A presença de professores negros nas universidades brasileiras tem aumentado nos últimos anos, passando de 11,5% em 2010 para 24,1% em 2021, segundo dados do Censo da Educação Superior. Esse crescimento é atribuído a políticas como a instituição de cotas em concursos públicos e programas de expansão das universidades federais. No entanto, a representatividade ainda está aquém da diversidade da população brasileira, indicando a necessidade de esforços contínuos para tornar o corpo docente mais inclusivo
A Solidão e a Dúvida: o Início da Jornada
Muitos desses estudantes carregam o que pesquisadores chamam de “síndrome do impostor”: a sensação constante de que foram aceitos por engano e que, em algum momento, serão desmascarados. Isso é agravado quando não se veem representados entre os colegas, nos livros indicados, nos exemplos trazidos em sala, e, principalmente, entre os professores.
“É difícil se imaginar como pesquisadora quando você nunca teve uma professora negra, por exemplo”, relata Luciana, estudante de Ciências Sociais da Universidade Federal da Bahia (UFBA). “Mas quando você encontra uma, muda tudo. A forma como ela fala, os temas que ela propõe, o olhar que ela lança sobre você… parece que alguém finalmente entendeu sua história.”
A Importância dos Professores e Professoras como Referência
Professores com trajetórias de vida semelhantes às de estudantes sub-representados exercem um papel que vai além da docência: tornam-se espelhos possíveis. Mais do que conteúdo, eles oferecem escuta, incentivo e, sobretudo, esperança.
“Quando um aluno me diz que pensou em trancar, eu entendo. Eu já pensei também. E por isso me coloco como ponte, não como muro”, afirma o professor Gabriel Silva, primeiro homem trans a lecionar no curso de Letras de uma universidade pública do Sudeste. “A representatividade muda vidas. Mas só representa se está junto, se está presente, se está acessível.”

O que fazer
[a] Reescreva em forma de lista o parágrafo do texto sobre representatividade docente nas universidades que começa com “Muitos desses estudantes carregam”, mantendo seus fatos principais.
[b] Resuma em duas frases o texto sobre representatividade docente nas universidades.
[c] Dê continuidade ao texto sobre representatividade docente nas universidades a partir do ponto em que ele termina.

Dados armazenados
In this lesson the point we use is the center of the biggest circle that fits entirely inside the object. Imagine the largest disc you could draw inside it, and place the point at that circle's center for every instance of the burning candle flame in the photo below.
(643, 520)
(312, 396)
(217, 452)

Resultados por tarefa
[a]
- Segundo pesquisadores, muitos desses estudantes carregam a chamada “síndrome do impostor”.
- Essa síndrome é a sensação constante de terem sido aceitos por engano e de que, em algum momento, serão desmascarados.
- O sentimento se agrava quando eles não se veem representados entre os colegas, nos livros indicados e nos exemplos trazidos em sala.
- Pesa sobretudo a falta de representação entre os professores.

[b] A presença de professores negros nas universidades brasileiras passou de 11,5% em 2010 para 24,1% em 2021, crescimento atribuído às cotas em concursos públicos e à expansão das universidades federais, mas ainda aquém da diversidade da população. Estudantes sub-representados costumam sofrer com a síndrome do impostor, e professores com trajetórias semelhantes, como relatam Luciana e o professor Gabriel Silva, tornam-se referências que oferecem escuta, incentivo e esperança.

[c]
O acolhimento, segundo Gabriel, não depende apenas de afinidade identitária, mas de escuta ativa e de uma prática pedagógica que considere as desigualdades sociais como estruturantes da sala de aula. “Não dá para fingir que todo mundo chegou ali com as mesmas ferramentas. Não chegaram.”
A Universidade se torna Casa
Outra estratégia fundamental de acolhimento são os grupos de pesquisa e extensão universitária voltados a temáticas de raça, gênero, sexualidade e território. Neles, os alunos não apenas aprofundam seus estudos, mas criam redes de apoio, de afeto e de resistência.
O Grupo Interdisciplinar de Estudos Afro-Brasileiros (GIEAB), da Universidade Federal de Minas Gerais (UFMG), é um desses exemplos. Com reuniões semanais, orientação de docentes negros e produção de pesquisas voltadas à realidade das periferias, quilombos e comunidades urbanas racializadas, o grupo é considerado um “refúgio” por quem participa. “Aqui eu não sou só aluna, sou autora, sou pesquisadora. Aqui minha voz conta”, conta Júlia, estudante da graduação em História.
Grupos assim oferecem não só pertencimento simbólico, mas também material: acesso a bolsas de iniciação científica, oportunidades de publicação, participação em eventos e orientações para continuidade na pós-graduação. Ou seja, ajudam a transformar permanência em protagonismo.
Espaços Culturais como Territórios de Resistência
Fora da sala de aula e dos laboratórios, os espaços culturais dentro da universidade também cumprem papel crucial na permanência de estudantes sub-representados. Saraus, centros culturais, coletivos artísticos e rodas de conversa funcionam como respiro e trincheira ao mesmo tempo.
Na Universidade de Brasília (UnB), o projeto “Sarau Vozes Negras” acontece quinzenalmente e reúne música, poesia, performance e debates. Surgido da iniciativa de estudantes do curso de Artes Cênicas, o sarau virou ponto de encontro e expressão coletiva de identidades que muitas vezes não encontram espaço na grade curricular.
Além da potência emocional, esses espaços são ferramentas de enfrentamento à evasão, pois criam vínculos afetivos com a universidade. É onde a pergunta “a universidade é pra mim?” começa a ser respondida com um “sim” coletivo e vivo.
Permanecer não é Sorte, é Política Pública
Para além do acolhimento simbólico, a permanência estudantil requer condições materiais concretas. Bolsas, auxílio alimentação, moradia, transporte e acesso à saúde mental são demandas urgentes, muitas vezes negligenciadas.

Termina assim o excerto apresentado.